■ TASK DATA

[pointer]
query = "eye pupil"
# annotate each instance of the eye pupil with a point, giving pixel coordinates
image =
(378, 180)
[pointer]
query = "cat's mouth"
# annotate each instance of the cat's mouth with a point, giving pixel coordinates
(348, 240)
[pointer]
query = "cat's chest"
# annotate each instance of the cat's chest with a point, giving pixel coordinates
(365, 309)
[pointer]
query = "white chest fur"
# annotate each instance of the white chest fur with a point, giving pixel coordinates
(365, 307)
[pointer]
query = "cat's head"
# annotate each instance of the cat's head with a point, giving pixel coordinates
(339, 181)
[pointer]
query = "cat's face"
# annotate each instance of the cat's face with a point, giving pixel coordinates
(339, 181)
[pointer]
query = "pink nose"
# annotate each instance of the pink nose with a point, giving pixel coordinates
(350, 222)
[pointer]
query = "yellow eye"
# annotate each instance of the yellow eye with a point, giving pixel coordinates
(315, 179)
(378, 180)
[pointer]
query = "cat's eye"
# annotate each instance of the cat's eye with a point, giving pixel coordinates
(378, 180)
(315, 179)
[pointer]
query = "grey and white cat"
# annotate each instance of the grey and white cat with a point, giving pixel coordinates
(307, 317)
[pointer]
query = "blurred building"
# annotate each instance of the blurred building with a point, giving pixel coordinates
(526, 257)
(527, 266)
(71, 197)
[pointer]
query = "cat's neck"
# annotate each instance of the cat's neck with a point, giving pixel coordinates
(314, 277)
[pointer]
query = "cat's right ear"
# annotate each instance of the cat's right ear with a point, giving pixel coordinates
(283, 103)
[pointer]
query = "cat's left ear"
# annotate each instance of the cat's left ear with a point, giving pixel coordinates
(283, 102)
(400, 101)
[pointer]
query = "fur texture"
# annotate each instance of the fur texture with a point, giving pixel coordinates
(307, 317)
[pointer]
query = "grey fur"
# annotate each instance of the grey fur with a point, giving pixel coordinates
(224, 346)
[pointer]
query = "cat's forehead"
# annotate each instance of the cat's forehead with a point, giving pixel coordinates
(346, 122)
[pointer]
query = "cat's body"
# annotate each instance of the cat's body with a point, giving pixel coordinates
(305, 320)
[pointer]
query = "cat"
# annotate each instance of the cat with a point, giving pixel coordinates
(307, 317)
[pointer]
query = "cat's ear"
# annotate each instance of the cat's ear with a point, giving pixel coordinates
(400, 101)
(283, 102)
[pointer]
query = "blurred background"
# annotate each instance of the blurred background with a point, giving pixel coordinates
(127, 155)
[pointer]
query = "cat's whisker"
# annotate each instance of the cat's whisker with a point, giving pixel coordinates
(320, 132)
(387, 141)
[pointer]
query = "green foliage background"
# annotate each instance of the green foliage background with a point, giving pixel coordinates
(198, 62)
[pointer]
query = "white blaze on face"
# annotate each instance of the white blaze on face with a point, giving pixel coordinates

--

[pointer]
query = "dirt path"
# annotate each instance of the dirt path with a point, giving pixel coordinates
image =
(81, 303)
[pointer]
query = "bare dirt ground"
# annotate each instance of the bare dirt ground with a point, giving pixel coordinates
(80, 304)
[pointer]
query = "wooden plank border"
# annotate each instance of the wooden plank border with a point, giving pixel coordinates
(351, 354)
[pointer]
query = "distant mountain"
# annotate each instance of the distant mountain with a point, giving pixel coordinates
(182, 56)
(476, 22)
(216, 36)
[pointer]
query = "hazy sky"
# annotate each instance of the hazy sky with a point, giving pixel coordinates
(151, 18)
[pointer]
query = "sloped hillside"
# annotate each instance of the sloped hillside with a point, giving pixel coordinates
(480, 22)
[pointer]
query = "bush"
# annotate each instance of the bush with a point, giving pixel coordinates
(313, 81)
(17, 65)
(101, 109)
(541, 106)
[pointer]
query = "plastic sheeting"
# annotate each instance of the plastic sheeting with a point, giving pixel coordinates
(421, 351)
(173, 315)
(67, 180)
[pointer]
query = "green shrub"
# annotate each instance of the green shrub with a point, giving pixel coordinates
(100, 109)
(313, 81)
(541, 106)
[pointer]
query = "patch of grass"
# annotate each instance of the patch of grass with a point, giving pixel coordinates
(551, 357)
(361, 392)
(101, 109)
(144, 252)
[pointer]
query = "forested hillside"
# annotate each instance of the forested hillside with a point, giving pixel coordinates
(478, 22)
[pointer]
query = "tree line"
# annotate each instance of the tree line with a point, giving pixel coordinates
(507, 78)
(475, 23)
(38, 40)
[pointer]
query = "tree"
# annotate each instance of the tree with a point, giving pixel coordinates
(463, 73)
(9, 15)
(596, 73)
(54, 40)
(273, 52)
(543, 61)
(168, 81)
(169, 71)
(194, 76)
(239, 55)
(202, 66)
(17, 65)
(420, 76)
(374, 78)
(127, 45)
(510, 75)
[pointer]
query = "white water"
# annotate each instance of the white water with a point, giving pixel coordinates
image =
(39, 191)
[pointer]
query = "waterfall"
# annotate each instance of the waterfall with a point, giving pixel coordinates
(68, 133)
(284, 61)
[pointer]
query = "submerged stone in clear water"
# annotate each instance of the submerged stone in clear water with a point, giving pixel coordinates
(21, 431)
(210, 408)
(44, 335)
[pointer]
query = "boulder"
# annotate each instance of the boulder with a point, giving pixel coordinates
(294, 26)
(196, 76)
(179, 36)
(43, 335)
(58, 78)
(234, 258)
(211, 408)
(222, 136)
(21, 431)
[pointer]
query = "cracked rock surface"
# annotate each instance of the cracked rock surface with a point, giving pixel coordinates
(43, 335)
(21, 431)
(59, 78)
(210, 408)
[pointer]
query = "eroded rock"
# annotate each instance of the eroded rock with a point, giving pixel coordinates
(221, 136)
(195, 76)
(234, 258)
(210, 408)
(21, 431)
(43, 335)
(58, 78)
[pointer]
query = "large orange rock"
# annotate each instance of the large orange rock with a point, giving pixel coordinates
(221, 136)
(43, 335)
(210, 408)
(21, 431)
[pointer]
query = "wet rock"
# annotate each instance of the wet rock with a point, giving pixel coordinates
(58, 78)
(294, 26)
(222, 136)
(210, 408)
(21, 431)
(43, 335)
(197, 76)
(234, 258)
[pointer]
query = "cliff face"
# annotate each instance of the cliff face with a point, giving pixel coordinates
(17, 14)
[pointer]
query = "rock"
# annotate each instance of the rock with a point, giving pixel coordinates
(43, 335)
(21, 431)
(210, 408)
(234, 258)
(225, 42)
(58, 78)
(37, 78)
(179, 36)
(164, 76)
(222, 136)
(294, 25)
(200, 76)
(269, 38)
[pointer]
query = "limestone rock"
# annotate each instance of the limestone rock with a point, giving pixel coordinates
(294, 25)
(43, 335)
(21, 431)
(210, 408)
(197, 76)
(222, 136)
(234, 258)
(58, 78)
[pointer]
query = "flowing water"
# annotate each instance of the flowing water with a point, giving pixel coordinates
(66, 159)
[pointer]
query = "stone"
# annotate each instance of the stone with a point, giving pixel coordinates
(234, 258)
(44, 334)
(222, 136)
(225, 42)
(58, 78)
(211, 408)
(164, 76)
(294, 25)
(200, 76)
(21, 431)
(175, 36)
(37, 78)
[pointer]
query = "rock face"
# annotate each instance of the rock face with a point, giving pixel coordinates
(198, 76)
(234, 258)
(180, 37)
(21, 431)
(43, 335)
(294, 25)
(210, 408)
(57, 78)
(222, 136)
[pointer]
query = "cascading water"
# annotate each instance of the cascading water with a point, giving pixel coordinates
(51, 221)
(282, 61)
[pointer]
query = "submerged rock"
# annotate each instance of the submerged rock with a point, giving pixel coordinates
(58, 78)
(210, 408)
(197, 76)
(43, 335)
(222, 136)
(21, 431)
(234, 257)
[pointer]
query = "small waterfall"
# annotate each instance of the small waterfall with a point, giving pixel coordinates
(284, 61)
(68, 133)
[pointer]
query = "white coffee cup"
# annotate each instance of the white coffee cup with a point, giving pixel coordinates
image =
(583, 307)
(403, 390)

■ WHAT IS BEING ASKED
Find every line in the records above that contains the word "mountain" and copy each one out, treating uppercase and lowercase as different.

■ WRITTEN SOLUTION
query = "distant mountain"
# annotate each instance of the distant mountain with a point, giving pixel coordinates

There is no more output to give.